> _Task item_
Note how many lines of the material that follows include the string "instance", and state only that number.
--- Records provided Enclosed Below ---
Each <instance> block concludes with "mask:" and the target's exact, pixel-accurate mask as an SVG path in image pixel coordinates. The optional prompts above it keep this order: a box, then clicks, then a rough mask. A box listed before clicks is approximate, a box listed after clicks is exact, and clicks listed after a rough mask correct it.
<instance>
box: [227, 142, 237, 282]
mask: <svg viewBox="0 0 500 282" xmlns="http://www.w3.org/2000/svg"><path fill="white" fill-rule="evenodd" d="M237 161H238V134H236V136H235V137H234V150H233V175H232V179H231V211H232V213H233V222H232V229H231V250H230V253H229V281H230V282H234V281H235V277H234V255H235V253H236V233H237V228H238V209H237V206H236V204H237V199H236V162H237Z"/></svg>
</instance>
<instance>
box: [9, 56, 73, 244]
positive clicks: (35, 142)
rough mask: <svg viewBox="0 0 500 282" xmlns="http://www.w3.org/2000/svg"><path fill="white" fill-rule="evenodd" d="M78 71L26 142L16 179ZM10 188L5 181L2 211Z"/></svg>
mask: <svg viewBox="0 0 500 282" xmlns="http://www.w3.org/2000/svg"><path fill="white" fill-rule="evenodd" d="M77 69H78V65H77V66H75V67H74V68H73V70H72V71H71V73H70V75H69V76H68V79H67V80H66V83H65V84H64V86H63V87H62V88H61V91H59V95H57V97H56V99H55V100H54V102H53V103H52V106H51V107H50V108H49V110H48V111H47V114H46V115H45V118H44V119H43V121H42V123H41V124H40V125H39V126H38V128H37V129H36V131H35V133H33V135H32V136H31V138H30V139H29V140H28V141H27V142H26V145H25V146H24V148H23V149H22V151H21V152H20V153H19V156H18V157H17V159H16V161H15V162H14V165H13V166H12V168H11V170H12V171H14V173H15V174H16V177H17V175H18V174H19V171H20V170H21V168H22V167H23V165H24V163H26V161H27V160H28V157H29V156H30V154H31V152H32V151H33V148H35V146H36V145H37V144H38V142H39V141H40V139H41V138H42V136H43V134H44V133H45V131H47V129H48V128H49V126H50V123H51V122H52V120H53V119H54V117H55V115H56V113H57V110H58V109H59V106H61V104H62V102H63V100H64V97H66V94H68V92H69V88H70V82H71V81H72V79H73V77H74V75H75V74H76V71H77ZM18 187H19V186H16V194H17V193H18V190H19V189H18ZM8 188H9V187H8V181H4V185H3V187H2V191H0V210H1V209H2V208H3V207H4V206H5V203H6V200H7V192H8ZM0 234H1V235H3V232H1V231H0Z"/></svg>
--- End of Enclosed Records provided ---
> _Answer space_
4